▶ _Exercise directions_
Copy, word for word, the part of the items that opens with the line containing "det: flower cluster" and runs through the end of the items, including both ends.

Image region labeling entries
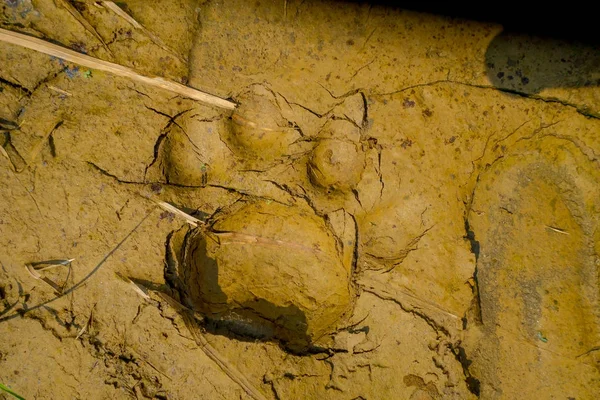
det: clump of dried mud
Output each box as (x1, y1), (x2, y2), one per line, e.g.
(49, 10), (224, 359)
(0, 0), (600, 399)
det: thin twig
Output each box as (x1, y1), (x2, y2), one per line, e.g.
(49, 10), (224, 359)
(0, 28), (236, 110)
(156, 292), (266, 400)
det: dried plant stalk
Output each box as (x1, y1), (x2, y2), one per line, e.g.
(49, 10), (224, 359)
(0, 28), (236, 110)
(155, 292), (266, 400)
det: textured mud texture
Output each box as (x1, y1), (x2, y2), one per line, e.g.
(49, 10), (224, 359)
(0, 0), (600, 400)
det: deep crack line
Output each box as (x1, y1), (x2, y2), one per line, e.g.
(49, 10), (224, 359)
(371, 79), (600, 119)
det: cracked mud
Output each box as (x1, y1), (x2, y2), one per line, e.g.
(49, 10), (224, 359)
(0, 0), (600, 400)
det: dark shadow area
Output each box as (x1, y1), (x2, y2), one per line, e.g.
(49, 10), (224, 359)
(338, 0), (600, 44)
(485, 31), (600, 93)
(165, 227), (314, 354)
(340, 0), (600, 94)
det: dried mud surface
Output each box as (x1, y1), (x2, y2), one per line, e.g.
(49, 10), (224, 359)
(0, 0), (600, 400)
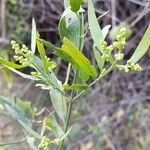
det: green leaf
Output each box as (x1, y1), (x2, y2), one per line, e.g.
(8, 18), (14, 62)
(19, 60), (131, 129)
(63, 84), (87, 90)
(0, 96), (41, 139)
(0, 57), (26, 69)
(31, 18), (36, 53)
(36, 32), (48, 70)
(50, 73), (67, 121)
(0, 96), (31, 124)
(58, 7), (84, 50)
(129, 25), (150, 63)
(44, 115), (64, 138)
(88, 0), (103, 48)
(61, 38), (96, 80)
(70, 0), (82, 13)
(40, 38), (96, 80)
(93, 47), (105, 69)
(109, 22), (133, 41)
(1, 68), (13, 88)
(88, 0), (105, 69)
(6, 66), (39, 81)
(102, 25), (111, 39)
(18, 120), (42, 140)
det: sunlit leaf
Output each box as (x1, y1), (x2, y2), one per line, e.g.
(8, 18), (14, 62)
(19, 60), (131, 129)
(88, 0), (106, 69)
(1, 68), (13, 88)
(18, 120), (42, 140)
(88, 0), (103, 48)
(50, 74), (67, 121)
(40, 38), (96, 80)
(129, 25), (150, 63)
(102, 25), (111, 39)
(61, 38), (96, 80)
(63, 84), (87, 90)
(7, 67), (39, 81)
(109, 22), (133, 40)
(36, 32), (48, 70)
(31, 18), (36, 53)
(58, 7), (84, 50)
(70, 0), (82, 13)
(44, 115), (64, 137)
(0, 57), (26, 69)
(0, 96), (31, 124)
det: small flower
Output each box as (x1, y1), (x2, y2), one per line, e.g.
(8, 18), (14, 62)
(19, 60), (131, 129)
(115, 52), (124, 61)
(38, 136), (50, 150)
(11, 40), (33, 66)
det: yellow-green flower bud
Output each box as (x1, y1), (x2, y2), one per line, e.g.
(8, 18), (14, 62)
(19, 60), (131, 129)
(115, 53), (124, 61)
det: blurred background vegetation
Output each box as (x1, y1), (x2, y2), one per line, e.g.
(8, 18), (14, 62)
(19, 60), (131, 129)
(0, 0), (150, 150)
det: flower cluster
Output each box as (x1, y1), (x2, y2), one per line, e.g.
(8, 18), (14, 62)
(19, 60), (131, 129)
(117, 60), (142, 72)
(39, 136), (50, 150)
(11, 41), (33, 66)
(100, 40), (113, 61)
(100, 27), (142, 72)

▶ _Task result_
det: flower cluster
Output each box as (x1, y1), (x2, y2), one per line, e.g.
(8, 18), (14, 62)
(19, 60), (131, 129)
(117, 60), (142, 72)
(39, 136), (50, 150)
(11, 41), (33, 66)
(100, 40), (113, 61)
(100, 27), (142, 72)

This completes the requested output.